[Dataset items]
########
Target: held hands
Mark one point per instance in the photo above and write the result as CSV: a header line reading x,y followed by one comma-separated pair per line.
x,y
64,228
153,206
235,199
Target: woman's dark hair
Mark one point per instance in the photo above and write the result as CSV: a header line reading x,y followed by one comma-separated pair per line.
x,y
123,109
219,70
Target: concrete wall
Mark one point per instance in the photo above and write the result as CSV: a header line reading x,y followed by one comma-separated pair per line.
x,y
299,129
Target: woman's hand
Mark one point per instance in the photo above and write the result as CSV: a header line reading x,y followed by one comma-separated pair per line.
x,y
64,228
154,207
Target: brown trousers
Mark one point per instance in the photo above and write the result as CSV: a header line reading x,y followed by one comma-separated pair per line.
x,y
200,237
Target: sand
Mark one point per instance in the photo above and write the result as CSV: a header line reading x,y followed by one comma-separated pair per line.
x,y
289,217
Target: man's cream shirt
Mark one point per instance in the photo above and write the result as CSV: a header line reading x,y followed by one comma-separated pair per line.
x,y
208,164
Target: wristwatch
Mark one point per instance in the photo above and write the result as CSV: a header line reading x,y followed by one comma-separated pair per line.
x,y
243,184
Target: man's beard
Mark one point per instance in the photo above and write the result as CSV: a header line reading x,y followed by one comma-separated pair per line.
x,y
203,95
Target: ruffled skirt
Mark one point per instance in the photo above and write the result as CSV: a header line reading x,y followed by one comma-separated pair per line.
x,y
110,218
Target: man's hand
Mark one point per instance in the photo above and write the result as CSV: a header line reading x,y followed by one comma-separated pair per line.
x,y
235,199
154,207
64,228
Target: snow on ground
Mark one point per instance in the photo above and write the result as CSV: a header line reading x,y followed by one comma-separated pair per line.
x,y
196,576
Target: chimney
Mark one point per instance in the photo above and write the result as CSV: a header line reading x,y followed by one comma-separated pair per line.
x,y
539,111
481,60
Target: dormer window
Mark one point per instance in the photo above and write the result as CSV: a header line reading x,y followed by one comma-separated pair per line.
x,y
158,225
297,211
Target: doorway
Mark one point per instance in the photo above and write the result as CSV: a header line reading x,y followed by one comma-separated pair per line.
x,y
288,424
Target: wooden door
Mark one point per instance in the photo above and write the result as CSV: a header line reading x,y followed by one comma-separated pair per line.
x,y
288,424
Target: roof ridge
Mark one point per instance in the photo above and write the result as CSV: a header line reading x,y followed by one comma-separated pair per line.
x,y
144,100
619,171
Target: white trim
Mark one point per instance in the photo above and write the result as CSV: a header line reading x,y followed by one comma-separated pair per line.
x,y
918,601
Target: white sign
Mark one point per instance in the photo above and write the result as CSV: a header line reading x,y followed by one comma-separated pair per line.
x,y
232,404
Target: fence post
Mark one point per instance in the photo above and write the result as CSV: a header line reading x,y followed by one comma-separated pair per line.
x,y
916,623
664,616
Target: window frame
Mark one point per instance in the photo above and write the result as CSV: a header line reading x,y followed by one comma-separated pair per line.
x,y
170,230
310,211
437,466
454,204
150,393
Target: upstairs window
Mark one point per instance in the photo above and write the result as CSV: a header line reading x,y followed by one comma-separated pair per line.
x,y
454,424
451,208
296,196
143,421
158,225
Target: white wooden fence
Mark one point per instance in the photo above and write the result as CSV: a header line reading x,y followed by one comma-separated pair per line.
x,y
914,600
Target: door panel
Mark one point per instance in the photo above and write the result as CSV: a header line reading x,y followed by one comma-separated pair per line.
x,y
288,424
########
--- WORK REQUIRED ---
Copy down every line of the entries containing the word "white".

--- TASK OUTPUT ---
Target: white trim
Target: white sign
Target: white wooden fence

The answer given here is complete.